● **PASSAGE**
Mapping a safer future for prisoners of climate change
The Philippines has one of the most overcrowded penitentiary systems in the world. It is also one of the countries most exposed to extreme weather events, natural disasters and the increasing impact of climate change.
For those jailed in high hazard exposure areas, it’s rough justice.
Mapping by the ICRC has found that roughly a quarter of the 130,000 detainees held in Philippine jails are in areas at high risk of one or more of the following: floods, drought, typhoons, landslides, heatwaves, earthquakes and volcanoes.
And they are not alone when it comes to the Asia Pacific region.
Detention-related solutions make up three out of the five pilots recently approved for funding and technical support under the ICRC’s Asia Climate & Conflict Challenge.
“The Challenge series seeks out and supports new solutions to strengthen climate adaptation and resilience in conflict-affected areas, where the double impact of conflict and climate change can be devastating for communities,” says Innovation Team portfolio manager Mima Stojanovic.
At the heart of the focus on detention in Asia lies a new Climate Risk Mapping Approach and Tool.
Developed by the ICRC’s regional Water and Habitat (WatHab) team in Bangkok, Thailand, the solution applies climate and environmental risk screenings to detention settings. These are then compounded with a set of vulnerability and impact criteria.
The aim of the initiative is to identify high-risk detention facilities in four countries – Bangladesh, Sri Lanka, Cambodia and the Philippines – and implement appropriate adaptation and resilience measures.
“The idea to develop this risk mapping process was triggered by the heavy floods in Cambodia in 2020 that led to the evacuation of almost 3,000 detainees from the worst-affected prisons. All in all, more than half the country’s prison population was impacted,” explains Jean-Marc Zbinden, the ICRC’s WatHab coordinator in Bangkok.
“This, along with the growing intensity of climate change, prompted us to dig deeper into the different aspects of the flooding incident and its impact on detainees. Together with the regional detention adviser, we wanted to know whether it was possible to use historic data and maps to identify areas that are more prone to different hazards.”
This led to the creation of a mapping tool that can zoom in on the different countries and regions most at risk, map the various – and sometimes overlapping – climate hazards, and then superimpose the geolocation of prisons.
“The aim is to see which are the most vulnerable from a macro perspective, based on the exposure to hazards and other criteria such as the size of the prison population, the overcrowding rate and the population type, such as women, juveniles etc.,” says Zbinden.

● **MATERIAL PROVIDED**
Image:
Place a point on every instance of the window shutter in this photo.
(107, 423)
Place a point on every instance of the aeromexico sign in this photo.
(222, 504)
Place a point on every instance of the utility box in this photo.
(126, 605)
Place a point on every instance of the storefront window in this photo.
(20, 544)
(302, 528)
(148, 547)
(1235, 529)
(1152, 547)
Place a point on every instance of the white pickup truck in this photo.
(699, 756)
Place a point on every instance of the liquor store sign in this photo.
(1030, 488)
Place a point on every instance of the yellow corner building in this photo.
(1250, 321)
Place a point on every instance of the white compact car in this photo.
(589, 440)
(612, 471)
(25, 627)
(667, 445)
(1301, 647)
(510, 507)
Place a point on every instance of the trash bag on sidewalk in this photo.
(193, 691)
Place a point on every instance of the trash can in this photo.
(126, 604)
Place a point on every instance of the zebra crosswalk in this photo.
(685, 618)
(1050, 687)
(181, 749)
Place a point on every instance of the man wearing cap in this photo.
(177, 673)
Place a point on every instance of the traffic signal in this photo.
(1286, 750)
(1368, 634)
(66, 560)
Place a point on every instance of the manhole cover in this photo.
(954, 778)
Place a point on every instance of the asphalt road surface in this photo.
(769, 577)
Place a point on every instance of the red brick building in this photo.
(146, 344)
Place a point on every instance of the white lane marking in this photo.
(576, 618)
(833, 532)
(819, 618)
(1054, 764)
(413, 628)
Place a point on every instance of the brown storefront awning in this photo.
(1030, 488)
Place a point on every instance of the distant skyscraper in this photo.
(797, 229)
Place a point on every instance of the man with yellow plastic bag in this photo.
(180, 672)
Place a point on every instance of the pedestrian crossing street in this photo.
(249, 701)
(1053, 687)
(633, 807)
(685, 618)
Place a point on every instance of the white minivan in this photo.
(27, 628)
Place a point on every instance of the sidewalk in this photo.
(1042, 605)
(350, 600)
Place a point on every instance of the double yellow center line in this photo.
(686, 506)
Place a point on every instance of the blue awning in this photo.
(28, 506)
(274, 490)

● **TO DO**
1) According to the article, in which four countries does the initiative aim to identify high-risk detention facilities?
2) Transcribe the article word for word from "For those jailed" to "earthquakes and volcanoes.".
Base your responses solely on the article.

● **ANSWER SECTION**
1) Bangladesh, Sri Lanka, Cambodia and the Philippines.

2)
For those jailed in high hazard exposure areas, it’s rough justice.
Mapping by the ICRC has found that roughly a quarter of the 130,000 detainees held in Philippine jails are in areas at high risk of one or more of the following: floods, drought, typhoons, landslides, heatwaves, earthquakes and volcanoes.